## REQUEST
Count the lines in the listing below that contain the string "pink", matching case exactly. Reply with the number only.

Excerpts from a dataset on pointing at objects
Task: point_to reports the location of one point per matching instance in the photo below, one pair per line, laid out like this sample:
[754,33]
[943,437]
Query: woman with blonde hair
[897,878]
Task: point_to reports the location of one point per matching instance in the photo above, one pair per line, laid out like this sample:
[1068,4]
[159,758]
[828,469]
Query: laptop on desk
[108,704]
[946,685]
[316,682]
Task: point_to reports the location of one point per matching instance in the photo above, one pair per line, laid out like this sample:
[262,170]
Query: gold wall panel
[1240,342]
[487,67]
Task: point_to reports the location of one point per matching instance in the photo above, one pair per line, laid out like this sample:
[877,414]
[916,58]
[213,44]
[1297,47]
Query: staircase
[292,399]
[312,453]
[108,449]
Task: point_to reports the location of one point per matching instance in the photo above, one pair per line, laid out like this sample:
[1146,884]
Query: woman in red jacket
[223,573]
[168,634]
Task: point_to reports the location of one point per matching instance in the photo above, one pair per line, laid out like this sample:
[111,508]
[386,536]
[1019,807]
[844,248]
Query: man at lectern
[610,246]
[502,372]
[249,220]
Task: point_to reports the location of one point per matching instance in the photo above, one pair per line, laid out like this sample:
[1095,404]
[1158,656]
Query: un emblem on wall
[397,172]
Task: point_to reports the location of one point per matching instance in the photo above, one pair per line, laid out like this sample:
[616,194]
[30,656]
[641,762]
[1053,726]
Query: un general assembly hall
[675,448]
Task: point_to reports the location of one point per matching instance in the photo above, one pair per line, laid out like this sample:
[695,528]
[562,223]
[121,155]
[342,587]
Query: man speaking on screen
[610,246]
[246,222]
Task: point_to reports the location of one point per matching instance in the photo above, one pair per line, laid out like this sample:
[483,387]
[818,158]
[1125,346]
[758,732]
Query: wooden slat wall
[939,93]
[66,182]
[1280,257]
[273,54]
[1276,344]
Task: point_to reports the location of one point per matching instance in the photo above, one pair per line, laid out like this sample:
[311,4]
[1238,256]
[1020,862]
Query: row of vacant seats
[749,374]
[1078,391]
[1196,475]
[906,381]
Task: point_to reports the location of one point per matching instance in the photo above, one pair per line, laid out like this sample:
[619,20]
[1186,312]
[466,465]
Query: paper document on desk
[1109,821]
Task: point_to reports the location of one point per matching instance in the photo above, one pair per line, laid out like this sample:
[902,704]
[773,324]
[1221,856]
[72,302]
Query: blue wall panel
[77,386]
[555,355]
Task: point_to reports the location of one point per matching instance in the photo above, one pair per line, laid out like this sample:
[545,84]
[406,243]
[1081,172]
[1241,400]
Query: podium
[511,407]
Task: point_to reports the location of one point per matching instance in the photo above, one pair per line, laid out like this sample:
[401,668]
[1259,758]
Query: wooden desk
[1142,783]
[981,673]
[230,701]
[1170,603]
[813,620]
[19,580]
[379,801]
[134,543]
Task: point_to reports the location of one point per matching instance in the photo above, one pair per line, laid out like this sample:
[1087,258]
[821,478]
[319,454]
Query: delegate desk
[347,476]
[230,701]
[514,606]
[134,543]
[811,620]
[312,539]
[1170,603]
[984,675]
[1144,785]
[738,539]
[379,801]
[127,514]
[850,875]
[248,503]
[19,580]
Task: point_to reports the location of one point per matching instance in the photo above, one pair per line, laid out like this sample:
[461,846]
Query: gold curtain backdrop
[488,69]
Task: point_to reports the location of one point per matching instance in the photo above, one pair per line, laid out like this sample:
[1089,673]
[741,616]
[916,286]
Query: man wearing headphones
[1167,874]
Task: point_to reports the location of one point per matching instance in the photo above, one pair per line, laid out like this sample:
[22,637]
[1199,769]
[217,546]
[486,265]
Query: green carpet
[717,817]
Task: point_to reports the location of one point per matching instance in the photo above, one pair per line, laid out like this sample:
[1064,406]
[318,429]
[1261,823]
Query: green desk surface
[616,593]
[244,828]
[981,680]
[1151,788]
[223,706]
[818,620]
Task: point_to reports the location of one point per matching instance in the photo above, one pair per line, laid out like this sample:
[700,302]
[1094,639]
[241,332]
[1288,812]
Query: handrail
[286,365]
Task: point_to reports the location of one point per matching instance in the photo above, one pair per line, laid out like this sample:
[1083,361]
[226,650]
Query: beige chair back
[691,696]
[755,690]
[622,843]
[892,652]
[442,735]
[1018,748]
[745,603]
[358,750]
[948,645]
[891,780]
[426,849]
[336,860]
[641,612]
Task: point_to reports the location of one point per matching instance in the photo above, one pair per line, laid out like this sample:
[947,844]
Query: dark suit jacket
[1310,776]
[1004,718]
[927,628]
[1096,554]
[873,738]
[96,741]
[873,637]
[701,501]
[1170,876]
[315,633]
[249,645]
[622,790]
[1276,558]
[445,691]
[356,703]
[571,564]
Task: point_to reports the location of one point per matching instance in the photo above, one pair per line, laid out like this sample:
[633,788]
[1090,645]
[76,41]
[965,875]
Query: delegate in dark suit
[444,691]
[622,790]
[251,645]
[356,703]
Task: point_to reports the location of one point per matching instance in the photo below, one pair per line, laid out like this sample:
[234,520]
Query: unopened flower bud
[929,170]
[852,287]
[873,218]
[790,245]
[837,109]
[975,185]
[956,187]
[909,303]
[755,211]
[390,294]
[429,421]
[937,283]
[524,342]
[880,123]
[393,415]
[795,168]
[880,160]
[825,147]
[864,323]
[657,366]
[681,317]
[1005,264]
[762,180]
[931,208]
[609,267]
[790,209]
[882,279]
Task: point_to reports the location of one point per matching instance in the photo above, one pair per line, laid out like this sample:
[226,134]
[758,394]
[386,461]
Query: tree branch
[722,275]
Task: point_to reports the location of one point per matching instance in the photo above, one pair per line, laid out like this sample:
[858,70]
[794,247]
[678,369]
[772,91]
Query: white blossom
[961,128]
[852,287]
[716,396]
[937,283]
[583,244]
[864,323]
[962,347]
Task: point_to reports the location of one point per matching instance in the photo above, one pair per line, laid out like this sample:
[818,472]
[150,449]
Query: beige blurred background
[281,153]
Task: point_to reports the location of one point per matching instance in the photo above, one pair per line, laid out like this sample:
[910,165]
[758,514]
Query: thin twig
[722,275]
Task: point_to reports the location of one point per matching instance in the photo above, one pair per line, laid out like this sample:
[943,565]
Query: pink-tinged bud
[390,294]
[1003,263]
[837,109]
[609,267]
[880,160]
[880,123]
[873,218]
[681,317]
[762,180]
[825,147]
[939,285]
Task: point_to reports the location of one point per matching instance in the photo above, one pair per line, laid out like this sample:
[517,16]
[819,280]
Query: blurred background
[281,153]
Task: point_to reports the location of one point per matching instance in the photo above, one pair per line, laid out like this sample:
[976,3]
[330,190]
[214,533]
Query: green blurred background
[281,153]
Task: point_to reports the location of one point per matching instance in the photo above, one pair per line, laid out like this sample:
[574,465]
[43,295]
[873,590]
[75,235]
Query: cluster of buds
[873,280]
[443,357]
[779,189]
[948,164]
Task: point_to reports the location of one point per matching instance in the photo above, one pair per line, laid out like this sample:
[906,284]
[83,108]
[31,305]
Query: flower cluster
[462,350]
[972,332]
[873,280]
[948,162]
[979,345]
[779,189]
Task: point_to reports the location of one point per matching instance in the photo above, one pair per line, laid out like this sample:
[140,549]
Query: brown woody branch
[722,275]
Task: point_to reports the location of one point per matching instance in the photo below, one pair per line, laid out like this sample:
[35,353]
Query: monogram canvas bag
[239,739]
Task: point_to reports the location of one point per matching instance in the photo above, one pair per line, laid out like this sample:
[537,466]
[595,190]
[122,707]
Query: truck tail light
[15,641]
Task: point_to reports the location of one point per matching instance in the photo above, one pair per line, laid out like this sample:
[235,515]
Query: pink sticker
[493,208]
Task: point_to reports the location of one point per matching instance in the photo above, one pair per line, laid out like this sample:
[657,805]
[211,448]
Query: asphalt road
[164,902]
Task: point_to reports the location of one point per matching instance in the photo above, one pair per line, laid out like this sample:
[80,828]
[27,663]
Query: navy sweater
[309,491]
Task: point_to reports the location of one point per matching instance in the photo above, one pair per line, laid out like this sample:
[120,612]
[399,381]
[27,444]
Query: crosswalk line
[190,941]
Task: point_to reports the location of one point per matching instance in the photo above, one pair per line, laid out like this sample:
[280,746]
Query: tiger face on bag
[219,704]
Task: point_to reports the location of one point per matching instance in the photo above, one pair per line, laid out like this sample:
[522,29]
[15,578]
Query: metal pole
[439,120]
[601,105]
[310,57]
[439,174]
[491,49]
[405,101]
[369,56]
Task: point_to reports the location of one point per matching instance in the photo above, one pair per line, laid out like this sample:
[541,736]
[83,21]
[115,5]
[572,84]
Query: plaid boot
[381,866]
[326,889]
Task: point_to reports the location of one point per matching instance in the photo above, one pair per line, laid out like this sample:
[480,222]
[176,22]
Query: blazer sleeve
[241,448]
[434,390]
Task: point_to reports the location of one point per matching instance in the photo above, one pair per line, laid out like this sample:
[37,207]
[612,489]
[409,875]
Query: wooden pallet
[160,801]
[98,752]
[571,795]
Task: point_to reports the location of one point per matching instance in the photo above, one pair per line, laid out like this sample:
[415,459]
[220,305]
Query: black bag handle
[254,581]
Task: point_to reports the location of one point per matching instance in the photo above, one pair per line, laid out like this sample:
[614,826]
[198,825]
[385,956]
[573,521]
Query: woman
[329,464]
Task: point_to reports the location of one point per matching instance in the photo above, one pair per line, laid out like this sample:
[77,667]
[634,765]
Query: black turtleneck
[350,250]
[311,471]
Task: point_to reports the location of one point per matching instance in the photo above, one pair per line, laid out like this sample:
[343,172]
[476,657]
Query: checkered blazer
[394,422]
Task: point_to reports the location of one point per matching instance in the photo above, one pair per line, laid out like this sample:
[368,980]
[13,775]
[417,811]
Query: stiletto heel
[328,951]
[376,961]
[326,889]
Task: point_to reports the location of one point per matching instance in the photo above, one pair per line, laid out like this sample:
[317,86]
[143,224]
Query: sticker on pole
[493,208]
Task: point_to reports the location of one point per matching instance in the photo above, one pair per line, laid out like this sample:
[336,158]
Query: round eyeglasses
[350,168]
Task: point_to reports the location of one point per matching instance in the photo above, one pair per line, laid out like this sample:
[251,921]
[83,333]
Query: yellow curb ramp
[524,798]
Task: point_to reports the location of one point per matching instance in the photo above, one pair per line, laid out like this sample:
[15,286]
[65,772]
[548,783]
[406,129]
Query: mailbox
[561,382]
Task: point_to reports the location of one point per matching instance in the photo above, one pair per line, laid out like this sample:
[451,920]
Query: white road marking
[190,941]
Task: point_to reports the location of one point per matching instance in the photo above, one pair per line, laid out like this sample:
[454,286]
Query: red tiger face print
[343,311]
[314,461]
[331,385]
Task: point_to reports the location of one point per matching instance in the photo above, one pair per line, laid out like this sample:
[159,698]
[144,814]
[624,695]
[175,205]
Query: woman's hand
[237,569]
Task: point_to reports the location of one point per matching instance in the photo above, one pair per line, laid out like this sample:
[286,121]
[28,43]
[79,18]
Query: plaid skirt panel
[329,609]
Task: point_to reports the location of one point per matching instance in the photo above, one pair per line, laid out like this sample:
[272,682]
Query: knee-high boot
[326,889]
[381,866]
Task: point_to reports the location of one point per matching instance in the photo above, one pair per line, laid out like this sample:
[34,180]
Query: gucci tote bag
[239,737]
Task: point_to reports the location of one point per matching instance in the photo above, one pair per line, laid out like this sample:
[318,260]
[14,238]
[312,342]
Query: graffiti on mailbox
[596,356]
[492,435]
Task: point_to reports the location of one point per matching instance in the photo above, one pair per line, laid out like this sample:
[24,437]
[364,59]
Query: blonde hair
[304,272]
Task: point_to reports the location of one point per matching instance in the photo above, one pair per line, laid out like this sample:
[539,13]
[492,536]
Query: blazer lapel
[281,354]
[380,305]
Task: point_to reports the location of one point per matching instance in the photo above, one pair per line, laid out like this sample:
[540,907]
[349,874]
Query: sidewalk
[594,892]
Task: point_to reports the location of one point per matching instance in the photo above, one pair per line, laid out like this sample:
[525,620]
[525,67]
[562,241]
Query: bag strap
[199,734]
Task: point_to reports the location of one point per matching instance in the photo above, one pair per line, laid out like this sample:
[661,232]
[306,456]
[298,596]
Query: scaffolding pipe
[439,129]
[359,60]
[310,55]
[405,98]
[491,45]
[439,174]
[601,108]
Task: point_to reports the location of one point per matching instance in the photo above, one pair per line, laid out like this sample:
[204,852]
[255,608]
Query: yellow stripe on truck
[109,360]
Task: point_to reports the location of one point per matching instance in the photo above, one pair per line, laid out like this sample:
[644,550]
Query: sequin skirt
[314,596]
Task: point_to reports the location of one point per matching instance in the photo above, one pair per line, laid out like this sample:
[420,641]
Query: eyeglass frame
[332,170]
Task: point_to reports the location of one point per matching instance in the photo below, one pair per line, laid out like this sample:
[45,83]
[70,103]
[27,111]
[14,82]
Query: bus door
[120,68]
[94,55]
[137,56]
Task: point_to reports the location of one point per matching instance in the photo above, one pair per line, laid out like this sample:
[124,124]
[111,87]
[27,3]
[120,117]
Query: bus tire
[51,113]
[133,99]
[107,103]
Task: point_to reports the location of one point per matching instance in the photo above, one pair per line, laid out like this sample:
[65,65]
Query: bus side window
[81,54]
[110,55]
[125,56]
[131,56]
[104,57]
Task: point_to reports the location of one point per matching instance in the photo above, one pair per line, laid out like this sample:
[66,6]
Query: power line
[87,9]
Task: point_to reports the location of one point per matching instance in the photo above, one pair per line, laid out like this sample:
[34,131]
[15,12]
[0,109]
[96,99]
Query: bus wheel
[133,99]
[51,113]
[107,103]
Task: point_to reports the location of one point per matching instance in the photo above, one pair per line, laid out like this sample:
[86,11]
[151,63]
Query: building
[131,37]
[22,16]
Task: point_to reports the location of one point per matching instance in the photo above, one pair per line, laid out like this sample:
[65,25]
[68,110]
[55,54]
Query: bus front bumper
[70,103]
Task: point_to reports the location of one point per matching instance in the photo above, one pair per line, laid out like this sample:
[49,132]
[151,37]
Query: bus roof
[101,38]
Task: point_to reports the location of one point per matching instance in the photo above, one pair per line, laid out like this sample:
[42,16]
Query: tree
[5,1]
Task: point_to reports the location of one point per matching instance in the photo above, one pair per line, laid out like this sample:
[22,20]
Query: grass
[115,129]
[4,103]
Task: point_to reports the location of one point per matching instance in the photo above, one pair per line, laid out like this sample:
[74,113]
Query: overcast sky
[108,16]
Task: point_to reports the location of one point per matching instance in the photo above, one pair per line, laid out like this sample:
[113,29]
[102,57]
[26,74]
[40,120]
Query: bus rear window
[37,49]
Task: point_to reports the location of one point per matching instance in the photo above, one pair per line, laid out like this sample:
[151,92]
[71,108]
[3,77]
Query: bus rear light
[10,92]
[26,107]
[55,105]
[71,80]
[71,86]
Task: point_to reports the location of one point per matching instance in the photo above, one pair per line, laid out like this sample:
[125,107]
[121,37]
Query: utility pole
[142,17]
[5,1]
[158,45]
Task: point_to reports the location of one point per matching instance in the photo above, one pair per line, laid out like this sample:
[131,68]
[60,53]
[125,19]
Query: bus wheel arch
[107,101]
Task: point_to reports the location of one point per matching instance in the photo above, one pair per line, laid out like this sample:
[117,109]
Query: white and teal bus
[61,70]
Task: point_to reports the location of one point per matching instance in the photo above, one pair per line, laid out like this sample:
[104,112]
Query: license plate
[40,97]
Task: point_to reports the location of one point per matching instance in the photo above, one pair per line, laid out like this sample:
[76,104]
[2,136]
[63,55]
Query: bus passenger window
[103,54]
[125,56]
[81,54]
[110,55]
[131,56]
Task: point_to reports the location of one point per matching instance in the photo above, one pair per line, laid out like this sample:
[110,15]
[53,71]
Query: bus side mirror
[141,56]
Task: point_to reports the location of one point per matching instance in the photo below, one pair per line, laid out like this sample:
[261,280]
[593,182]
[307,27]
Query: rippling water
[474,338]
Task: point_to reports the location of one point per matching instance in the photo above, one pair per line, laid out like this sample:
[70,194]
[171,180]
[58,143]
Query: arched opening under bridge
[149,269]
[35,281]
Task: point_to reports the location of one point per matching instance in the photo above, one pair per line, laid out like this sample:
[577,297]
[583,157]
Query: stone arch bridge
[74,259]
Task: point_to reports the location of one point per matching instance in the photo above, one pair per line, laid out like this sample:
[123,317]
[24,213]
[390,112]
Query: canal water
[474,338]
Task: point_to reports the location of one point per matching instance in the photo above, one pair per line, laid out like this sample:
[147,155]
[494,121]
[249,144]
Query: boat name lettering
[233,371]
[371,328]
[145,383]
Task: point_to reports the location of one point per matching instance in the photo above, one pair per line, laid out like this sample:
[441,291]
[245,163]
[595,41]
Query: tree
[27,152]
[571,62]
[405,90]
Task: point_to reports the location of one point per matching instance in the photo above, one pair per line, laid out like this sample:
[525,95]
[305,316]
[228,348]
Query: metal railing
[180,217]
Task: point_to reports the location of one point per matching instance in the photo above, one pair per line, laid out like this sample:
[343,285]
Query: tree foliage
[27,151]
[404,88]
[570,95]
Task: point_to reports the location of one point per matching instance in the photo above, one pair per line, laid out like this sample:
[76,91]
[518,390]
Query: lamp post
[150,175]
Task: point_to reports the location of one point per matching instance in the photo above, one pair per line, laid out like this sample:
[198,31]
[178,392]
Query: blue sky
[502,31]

## CORRECT OUTPUT
2